About this task ▸ Please copy out all lines of the entries that contain the word "cone".

(Excerpts from a dataset)
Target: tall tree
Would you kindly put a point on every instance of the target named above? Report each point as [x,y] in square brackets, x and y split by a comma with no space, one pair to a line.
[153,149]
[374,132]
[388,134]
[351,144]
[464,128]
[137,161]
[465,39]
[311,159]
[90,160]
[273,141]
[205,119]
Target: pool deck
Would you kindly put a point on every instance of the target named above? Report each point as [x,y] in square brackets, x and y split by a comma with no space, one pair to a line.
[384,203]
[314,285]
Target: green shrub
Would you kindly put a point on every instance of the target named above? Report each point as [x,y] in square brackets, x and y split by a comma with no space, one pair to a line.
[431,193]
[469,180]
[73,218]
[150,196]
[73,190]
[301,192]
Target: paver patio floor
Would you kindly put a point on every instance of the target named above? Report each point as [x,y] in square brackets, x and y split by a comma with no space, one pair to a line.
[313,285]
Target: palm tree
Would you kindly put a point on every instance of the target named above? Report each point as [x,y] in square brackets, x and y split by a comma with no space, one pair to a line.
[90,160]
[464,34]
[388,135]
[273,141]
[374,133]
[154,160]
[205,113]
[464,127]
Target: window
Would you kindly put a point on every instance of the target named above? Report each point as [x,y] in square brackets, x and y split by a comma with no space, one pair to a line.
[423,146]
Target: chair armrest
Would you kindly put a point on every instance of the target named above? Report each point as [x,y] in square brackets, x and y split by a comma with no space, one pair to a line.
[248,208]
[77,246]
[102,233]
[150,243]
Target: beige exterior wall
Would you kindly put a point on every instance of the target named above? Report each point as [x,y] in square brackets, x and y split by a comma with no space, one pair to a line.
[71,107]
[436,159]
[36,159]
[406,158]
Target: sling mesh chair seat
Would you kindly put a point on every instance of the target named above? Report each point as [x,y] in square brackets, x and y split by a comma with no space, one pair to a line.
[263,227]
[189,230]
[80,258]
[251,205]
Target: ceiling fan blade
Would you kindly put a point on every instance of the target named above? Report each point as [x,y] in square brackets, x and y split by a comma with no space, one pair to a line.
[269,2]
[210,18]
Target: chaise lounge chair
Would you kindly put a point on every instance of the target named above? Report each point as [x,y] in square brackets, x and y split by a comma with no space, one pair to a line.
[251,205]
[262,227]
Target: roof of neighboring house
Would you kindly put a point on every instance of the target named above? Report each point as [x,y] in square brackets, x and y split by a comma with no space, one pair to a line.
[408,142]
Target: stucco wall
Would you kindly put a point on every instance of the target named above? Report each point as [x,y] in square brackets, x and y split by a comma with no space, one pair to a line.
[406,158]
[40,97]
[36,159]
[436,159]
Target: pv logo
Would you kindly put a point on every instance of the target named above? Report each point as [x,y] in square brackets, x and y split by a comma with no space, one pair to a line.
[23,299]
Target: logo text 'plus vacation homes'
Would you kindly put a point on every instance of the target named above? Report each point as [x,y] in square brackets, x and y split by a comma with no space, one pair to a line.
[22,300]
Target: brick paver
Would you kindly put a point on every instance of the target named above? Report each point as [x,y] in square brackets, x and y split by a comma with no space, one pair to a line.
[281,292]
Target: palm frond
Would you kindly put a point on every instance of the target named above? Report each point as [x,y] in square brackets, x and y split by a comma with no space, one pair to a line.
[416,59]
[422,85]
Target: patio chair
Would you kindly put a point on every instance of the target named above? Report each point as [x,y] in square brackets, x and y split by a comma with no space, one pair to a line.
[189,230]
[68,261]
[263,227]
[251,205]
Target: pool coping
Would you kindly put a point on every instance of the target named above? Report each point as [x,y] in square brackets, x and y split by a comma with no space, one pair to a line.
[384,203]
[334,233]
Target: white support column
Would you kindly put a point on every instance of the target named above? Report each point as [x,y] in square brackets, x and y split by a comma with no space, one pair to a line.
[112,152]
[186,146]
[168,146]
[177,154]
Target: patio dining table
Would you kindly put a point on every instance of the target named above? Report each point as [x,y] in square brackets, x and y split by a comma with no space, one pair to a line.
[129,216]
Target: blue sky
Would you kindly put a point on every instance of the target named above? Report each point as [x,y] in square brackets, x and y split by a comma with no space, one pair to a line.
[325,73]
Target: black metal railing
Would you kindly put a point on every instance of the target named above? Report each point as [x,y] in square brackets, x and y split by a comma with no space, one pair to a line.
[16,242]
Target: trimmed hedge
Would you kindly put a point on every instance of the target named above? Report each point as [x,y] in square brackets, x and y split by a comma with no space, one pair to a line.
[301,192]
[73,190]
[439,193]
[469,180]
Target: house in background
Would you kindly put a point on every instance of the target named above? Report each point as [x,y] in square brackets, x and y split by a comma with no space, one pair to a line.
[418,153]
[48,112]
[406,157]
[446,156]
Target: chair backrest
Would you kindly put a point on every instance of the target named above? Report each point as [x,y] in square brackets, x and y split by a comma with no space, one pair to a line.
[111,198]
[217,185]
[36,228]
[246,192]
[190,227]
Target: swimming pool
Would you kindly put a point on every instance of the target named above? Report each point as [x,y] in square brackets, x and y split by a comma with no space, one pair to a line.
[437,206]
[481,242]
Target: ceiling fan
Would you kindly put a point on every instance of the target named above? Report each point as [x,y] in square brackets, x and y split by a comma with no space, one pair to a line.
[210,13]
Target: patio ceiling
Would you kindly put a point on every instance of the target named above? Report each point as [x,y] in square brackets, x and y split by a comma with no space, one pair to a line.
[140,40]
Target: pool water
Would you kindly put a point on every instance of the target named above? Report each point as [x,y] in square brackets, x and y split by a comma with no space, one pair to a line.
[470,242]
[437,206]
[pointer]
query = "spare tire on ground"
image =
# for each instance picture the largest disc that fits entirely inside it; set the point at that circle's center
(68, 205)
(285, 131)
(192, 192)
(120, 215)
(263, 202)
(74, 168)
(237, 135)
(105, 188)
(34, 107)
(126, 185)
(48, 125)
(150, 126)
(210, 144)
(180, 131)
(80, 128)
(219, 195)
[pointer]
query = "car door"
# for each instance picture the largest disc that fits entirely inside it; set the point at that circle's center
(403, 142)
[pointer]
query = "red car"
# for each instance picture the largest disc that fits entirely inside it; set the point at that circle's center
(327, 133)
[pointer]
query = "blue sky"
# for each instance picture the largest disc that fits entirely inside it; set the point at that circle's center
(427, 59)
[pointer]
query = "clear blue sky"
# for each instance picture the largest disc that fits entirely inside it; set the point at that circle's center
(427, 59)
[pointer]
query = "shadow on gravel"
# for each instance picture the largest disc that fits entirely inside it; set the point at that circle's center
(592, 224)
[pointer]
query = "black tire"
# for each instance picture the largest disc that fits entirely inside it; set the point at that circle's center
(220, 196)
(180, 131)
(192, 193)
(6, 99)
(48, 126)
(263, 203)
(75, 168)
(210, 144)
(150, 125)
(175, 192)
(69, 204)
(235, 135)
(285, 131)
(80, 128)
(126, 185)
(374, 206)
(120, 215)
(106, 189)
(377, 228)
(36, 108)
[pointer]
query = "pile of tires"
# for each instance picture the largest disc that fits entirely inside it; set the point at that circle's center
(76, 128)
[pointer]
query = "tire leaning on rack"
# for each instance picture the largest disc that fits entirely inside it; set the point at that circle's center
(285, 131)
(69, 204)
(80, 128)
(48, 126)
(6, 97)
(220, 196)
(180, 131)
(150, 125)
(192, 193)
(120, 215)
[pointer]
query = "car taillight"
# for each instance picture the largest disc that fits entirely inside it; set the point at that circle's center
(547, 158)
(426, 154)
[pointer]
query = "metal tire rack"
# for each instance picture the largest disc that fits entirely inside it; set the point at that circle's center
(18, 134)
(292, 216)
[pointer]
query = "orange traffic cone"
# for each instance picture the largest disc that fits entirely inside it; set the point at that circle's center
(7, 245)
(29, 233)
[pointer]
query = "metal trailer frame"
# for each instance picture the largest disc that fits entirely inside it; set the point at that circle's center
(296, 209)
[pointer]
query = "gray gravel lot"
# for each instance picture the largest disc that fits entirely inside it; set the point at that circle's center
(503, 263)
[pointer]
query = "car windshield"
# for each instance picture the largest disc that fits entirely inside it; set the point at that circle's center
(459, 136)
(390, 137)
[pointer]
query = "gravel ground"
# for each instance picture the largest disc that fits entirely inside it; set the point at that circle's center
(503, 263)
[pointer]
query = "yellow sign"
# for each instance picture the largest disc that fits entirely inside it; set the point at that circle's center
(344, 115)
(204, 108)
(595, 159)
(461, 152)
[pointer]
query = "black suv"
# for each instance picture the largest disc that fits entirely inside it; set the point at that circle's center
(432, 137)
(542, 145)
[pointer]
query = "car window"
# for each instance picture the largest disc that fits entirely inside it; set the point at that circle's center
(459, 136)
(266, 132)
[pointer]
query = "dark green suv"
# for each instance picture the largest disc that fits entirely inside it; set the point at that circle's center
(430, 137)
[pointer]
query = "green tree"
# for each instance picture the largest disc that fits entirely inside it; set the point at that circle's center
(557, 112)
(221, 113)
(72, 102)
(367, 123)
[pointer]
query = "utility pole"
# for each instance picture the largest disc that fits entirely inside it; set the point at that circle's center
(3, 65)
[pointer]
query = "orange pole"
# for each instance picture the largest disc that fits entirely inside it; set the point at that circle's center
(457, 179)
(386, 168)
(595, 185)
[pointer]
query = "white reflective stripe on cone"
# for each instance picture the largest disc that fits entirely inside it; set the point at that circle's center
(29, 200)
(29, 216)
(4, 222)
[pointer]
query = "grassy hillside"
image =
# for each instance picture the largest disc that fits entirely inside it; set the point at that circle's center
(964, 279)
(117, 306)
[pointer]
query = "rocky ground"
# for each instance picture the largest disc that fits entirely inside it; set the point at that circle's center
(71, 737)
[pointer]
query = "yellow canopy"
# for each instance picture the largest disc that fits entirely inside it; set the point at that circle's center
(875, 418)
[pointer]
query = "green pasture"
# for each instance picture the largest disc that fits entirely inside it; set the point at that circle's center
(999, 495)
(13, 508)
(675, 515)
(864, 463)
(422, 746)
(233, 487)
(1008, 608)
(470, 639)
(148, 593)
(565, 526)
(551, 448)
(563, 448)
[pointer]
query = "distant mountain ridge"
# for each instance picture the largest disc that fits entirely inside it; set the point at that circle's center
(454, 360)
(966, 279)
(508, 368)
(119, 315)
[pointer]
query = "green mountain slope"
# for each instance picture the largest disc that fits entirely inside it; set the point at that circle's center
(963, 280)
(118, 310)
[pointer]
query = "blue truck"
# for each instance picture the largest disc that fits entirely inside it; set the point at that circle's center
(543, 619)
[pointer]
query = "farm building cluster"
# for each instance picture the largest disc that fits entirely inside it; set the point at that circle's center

Solution to this problem ▸
query = "orange traffic cone"
query = "white reflective stripe on cone"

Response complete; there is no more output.